**ТЕКСТ ДЛЯ ЧТЕНИЯ**:

^^^^

Известно, что упрощение упрощению рознь и что упрощение ради популяризации тоже имеет свою меру, перейдя которую оно неизбежно превращает популяризируемую истину в свою противоположность — чистейшую ложь; и такая, с позволения сказать, «популяризация» материалистической диалектики ничего, кроме вреда, принести не может. Ведь совершенно ясно, что только введенные в заблуждение кадры, воспитанные на маоцзэдуновском толковании диалектики, могли и могут считать разумной ту политику «разделения одного на два», которую Мао Цзэ-дун пытается применять в отношении международного рабочего движения и мировой социалистической системы вот уже более десяти лет, — политику раскола под флагом «высшего диалектического принципа».
Анализ сочинений Мао показывает, что марксистско-ленинская теория, подлинные традиции мышления Маркса, Энгельса, Ленина чужды маоизму. Более того, этот анализ убеждает, что с марксистско-ленинской теорией вообще, а с ее философской частью в особенности Мао Цзэ-дун знаком весьма поверхностно и к тому же не по первоисточникам, а из вторых либо третьих рук. Об этом свидетельствует уже тот факт, что в сочинениях Мао Цзэ-дуна фигурируют весьма скромный набор одних и тех же, неоднократно повторяющихся цитат, ссылки на одни и те же, очень немногие работы классиков, встречающиеся, как правило, в том же контексте, что и в многочисленных популярных брошюрах по философии конца 30‑х — начала 40‑х годов.

^^^^

**ЗАДАНИЕ**: Назовите всех людей, которые упомянуты в тексте о маоизме по имени или фамилии. Приведённые далее строки для работы не понадобятся.

^^^^

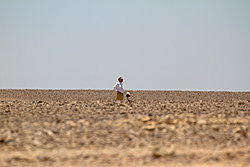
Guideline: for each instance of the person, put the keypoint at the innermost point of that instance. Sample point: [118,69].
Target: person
[118,87]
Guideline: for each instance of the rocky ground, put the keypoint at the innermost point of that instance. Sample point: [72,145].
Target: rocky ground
[76,128]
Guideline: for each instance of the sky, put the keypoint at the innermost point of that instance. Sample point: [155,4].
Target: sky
[201,45]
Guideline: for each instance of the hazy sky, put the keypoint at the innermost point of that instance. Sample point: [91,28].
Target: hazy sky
[153,44]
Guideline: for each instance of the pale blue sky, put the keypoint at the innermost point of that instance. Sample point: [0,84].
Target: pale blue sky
[153,44]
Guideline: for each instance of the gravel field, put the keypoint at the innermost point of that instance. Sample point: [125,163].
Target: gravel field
[74,128]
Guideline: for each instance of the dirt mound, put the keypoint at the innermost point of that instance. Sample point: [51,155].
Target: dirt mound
[155,128]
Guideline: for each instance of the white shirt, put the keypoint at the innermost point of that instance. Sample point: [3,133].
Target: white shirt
[119,87]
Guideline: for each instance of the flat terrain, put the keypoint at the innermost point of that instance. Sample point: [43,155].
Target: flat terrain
[74,128]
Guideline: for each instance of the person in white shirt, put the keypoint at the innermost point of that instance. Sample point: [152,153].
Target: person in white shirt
[118,87]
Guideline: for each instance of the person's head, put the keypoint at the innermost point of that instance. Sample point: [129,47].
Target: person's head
[120,79]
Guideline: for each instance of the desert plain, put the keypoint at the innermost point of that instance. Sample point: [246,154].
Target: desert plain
[75,128]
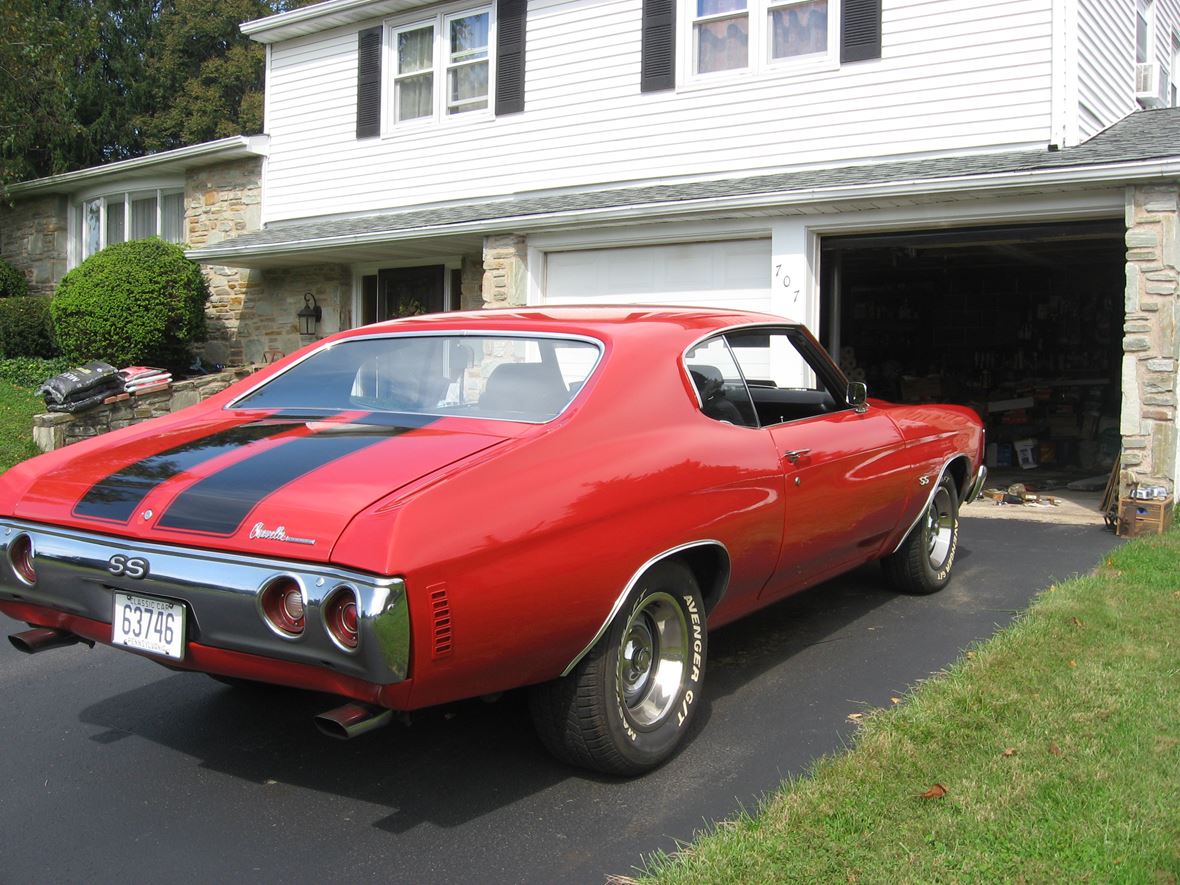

^^^^

**ОТВЕТ**: Мао Цзэ-дун, Маркс, Энгельс, Ленин.